:: Aim of the exercise ::
Reproduce the material below line by line, beginning with its first line and ending with the line that contains "point: horse neck"; leave out pictures.

:: Task material ::

#####

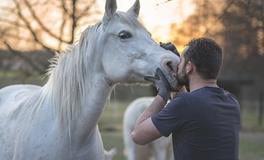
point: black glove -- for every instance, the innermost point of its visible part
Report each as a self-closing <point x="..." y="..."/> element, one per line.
<point x="161" y="83"/>
<point x="169" y="46"/>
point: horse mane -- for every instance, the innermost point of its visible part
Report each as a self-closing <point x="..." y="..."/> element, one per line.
<point x="69" y="75"/>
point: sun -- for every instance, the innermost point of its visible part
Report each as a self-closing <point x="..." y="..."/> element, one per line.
<point x="158" y="15"/>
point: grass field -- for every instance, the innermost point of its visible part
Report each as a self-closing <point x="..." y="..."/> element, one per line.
<point x="251" y="139"/>
<point x="251" y="143"/>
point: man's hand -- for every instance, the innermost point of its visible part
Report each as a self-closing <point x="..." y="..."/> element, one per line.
<point x="161" y="83"/>
<point x="169" y="46"/>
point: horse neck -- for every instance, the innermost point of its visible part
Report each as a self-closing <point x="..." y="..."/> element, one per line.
<point x="78" y="87"/>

#####

:: Task answer ::
point: black glove -- for every instance, the innermost point of its visible part
Report each as a self-closing <point x="..." y="..."/> element, one per line.
<point x="161" y="83"/>
<point x="169" y="46"/>
point: horse mane -- for every instance, the innermost point of its visible part
Report each as a self-closing <point x="..." y="..."/> element, one per line.
<point x="69" y="75"/>
point: sun -- for every instance, the innermost point of its visible part
Report each as a self-closing <point x="..." y="..."/> element, one per line.
<point x="158" y="15"/>
point: grass field -- for every instance, the innermost point of its visible part
Report each as a self-closing <point x="..." y="..."/> element, one per line.
<point x="251" y="139"/>
<point x="251" y="143"/>
point: man's hand -- for every instance, the innermost point of its visible part
Report each as a self-closing <point x="..." y="..."/> element, one per line.
<point x="161" y="83"/>
<point x="169" y="46"/>
point: horse neck -- for every instance, the innermost point of its visible part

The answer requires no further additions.